■ **Text passage**:
--------------------

1

I'm trying to find an efficient way to explicitly exclude a list of columns from a numpy array. I'm aware that in R by placing the "minus" sing before c() you can specify what columns not to include from a data frame

I have tried using "~" before the list of index of columns I do not want to include with no results

For example I'm going to generate an array with sklearn

X,_ = make_blobs(n_samples= size, n_features= 12, centers= 2,
 cluster_std= 10, random_state= 2)

I want somehow to indicate that I want to keep all the columns except for the 10,3 and 9 for X

How Can I achieve that without doing this:

X[:, [6,7,4,2,0,1,11,8,5]]
  • There is a `np.delete` function. But under the covers it will construct an indexing list (or boolean mask) like what you have. And it can't reorder the columns as your example does. What you show is the most efficient way - there's no way around making a copy of a large portion of `X`. Constructing the indexing list, however you do, is a small time step. – hpaulj Jun 26 '19 at 19:27
  • @hpaulj I know that for my example it is not a big deal to specify the columns to keep but I'm think on an example in which I have an array with more than 1000 columns from which I want only to keep 150. Would it be necessary to explicitly enumerate the 850 columns to be kept? –  Jun 26 '19 at 22:57
  • An alternative to enumerating the columns is to use a boolean mask. Start with `np.ones(1000, bool)` and set 150 of them to `False`. You can then index with that, or use `np.where(mask)` to get the equivalent enumerated columns. – hpaulj Jun 26 '19 at 23:19

0 Answers0

--------------------

■ **Record list**:
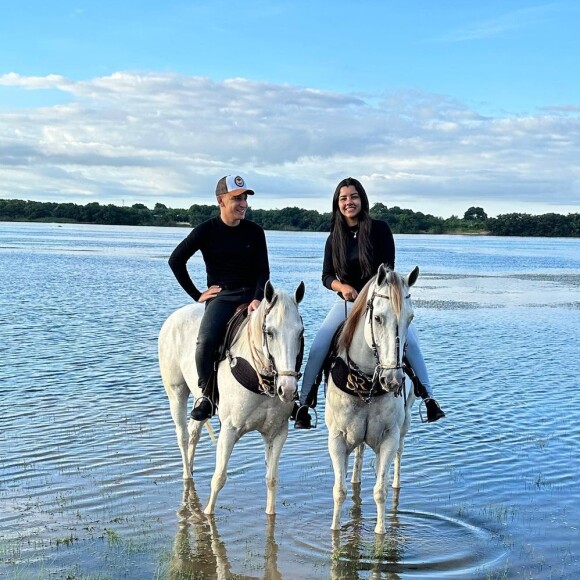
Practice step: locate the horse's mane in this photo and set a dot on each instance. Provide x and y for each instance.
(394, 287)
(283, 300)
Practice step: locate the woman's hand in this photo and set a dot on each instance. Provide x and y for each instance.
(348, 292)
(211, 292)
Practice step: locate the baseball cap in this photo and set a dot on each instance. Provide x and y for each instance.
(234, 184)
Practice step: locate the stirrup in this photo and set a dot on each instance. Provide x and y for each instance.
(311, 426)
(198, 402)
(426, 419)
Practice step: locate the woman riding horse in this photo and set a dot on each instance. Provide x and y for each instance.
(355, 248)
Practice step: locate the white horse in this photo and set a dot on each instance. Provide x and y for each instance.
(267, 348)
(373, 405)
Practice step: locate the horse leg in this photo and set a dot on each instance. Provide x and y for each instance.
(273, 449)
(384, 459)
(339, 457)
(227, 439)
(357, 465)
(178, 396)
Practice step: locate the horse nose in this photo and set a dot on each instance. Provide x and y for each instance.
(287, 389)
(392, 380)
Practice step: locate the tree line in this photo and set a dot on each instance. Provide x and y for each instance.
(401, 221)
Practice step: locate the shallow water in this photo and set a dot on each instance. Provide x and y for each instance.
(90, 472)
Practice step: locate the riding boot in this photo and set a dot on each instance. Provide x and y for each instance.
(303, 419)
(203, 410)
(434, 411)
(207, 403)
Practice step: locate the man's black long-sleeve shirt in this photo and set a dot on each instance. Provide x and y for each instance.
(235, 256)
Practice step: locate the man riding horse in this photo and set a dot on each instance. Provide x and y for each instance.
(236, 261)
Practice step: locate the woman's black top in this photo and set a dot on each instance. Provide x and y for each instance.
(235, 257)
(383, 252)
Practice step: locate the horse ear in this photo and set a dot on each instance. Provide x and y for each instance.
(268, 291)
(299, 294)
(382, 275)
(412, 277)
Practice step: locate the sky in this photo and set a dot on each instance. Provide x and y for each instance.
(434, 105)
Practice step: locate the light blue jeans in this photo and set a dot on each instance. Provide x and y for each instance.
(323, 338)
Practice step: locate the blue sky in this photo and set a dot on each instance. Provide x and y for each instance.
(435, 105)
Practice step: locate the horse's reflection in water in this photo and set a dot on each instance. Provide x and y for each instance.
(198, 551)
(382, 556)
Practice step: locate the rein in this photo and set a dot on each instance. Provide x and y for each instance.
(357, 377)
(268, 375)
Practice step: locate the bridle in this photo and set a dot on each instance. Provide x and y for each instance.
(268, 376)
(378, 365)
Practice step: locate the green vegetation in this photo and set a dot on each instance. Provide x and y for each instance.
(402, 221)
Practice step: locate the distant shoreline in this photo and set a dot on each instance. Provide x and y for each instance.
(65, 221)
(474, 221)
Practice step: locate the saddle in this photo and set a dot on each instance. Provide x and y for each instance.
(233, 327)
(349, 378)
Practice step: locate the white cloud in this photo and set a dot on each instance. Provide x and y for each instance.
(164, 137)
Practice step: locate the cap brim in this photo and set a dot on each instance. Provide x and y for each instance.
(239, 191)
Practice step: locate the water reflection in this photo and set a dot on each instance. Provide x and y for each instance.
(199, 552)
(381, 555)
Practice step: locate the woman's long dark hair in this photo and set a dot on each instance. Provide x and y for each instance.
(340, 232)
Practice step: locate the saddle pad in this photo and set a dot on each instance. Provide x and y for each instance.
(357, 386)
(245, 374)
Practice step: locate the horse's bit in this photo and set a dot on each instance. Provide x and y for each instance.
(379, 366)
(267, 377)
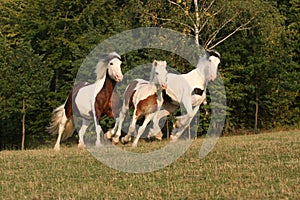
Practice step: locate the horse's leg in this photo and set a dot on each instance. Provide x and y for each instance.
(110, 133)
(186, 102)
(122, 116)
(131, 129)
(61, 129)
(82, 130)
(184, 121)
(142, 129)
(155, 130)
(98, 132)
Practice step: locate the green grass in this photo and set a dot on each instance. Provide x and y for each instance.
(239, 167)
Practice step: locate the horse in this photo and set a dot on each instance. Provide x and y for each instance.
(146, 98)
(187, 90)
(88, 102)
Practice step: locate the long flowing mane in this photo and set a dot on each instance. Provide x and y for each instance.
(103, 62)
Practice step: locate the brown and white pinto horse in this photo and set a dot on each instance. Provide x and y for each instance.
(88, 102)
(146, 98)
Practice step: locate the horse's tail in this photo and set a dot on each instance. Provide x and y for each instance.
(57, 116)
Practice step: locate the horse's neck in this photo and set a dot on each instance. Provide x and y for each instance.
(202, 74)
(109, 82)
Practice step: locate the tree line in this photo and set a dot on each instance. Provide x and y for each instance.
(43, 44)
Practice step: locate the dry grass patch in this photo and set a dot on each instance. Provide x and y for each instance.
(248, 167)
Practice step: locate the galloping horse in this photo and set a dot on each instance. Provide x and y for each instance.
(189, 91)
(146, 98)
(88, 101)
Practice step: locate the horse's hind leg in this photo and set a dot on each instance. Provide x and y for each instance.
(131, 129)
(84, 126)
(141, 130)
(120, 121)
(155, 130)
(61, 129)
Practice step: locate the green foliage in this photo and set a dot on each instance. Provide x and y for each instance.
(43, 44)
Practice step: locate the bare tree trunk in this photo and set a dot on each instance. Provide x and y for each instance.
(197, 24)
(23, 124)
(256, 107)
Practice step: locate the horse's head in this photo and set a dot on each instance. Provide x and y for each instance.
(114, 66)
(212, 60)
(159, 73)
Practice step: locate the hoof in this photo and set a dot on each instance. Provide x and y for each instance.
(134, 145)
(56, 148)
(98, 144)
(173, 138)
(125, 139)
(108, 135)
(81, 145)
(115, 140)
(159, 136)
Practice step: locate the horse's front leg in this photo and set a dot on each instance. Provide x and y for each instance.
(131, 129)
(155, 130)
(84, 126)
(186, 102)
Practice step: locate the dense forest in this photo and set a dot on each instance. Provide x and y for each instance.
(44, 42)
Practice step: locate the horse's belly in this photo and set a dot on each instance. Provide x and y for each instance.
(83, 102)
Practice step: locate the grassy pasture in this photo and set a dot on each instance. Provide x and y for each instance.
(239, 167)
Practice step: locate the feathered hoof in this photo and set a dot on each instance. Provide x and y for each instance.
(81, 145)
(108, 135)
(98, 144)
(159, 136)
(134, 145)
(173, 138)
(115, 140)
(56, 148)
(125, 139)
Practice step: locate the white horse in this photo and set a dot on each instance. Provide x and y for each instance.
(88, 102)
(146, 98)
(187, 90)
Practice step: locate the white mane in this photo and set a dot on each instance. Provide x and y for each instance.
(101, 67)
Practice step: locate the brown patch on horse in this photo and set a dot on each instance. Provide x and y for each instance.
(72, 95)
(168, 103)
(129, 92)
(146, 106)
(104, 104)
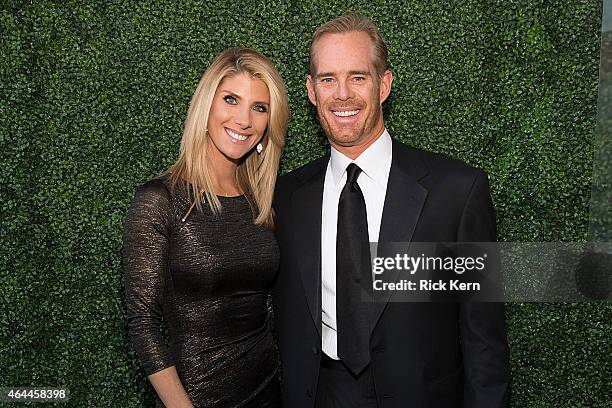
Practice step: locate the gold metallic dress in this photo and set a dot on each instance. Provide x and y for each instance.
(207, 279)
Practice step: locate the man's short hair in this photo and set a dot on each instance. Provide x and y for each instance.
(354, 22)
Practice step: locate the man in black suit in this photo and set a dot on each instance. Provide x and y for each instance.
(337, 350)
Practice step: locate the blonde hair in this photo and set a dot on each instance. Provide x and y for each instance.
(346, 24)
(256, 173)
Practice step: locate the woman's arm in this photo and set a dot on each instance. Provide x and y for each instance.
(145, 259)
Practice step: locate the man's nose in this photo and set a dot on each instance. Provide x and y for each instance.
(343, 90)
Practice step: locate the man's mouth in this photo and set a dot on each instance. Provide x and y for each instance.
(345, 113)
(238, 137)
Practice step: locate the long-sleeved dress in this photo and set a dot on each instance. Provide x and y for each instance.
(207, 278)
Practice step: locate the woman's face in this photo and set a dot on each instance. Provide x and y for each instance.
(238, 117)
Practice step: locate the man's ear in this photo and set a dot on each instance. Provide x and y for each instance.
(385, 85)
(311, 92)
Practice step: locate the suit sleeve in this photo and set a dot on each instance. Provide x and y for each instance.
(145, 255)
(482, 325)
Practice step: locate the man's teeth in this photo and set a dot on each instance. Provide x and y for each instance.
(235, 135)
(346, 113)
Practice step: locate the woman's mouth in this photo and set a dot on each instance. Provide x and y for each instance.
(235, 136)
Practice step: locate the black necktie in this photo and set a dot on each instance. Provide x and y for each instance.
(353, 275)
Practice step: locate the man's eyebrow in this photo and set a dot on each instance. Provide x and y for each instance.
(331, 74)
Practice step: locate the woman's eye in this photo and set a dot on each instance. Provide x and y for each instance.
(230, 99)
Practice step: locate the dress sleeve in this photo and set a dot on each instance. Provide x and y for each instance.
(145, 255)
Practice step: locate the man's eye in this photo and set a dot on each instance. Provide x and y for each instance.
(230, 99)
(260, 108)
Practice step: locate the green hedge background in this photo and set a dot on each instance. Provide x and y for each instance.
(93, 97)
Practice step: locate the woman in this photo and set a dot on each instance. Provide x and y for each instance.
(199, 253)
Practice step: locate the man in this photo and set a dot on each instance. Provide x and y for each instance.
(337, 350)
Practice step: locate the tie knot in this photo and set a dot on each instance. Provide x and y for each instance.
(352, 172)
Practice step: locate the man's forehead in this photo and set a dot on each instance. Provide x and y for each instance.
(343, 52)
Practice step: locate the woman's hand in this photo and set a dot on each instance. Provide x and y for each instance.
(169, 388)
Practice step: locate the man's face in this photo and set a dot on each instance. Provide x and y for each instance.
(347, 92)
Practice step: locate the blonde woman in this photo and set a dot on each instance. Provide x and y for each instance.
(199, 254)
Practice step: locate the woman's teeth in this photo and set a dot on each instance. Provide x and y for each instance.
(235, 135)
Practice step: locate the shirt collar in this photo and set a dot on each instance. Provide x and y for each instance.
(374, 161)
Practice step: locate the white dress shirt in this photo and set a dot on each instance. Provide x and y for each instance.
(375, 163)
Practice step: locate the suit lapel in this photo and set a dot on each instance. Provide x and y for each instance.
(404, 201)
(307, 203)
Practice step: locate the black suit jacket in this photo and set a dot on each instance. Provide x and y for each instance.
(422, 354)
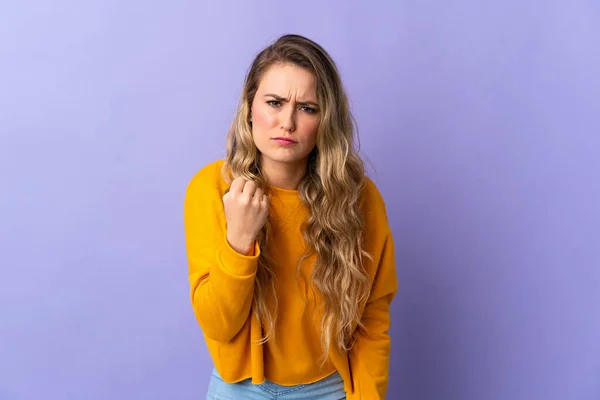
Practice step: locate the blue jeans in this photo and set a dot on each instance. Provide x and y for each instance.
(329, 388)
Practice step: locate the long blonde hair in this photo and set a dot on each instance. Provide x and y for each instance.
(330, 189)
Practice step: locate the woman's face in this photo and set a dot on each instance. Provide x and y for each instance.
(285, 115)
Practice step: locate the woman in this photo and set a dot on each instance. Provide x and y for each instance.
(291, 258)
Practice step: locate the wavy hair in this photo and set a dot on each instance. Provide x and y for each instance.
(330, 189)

--------------------

■ **Task requirements**:
- A) Print the thread on excluding numpy columns, everything from "I have tried" down to "10, random_state= 2)".
- B) Answer these questions from the thread on excluding numpy columns:
(i) Which columns of X does the asker want to leave out?
(ii) How many features does the make_blobs call generate?
(iii) What call does hpaulj suggest starting the boolean mask with?

■ **Task-by-task solutions**:
- A)
I have tried using "~" before the list of index of columns I do not want to include with no results

For example I'm going to generate an array with sklearn

X,_ = make_blobs(n_samples= size, n_features= 12, centers= 2,
 cluster_std= 10, random_state= 2)

- B)
(i) Columns 10, 3 and 9
(ii) 12
(iii) `np.ones(1000, bool)`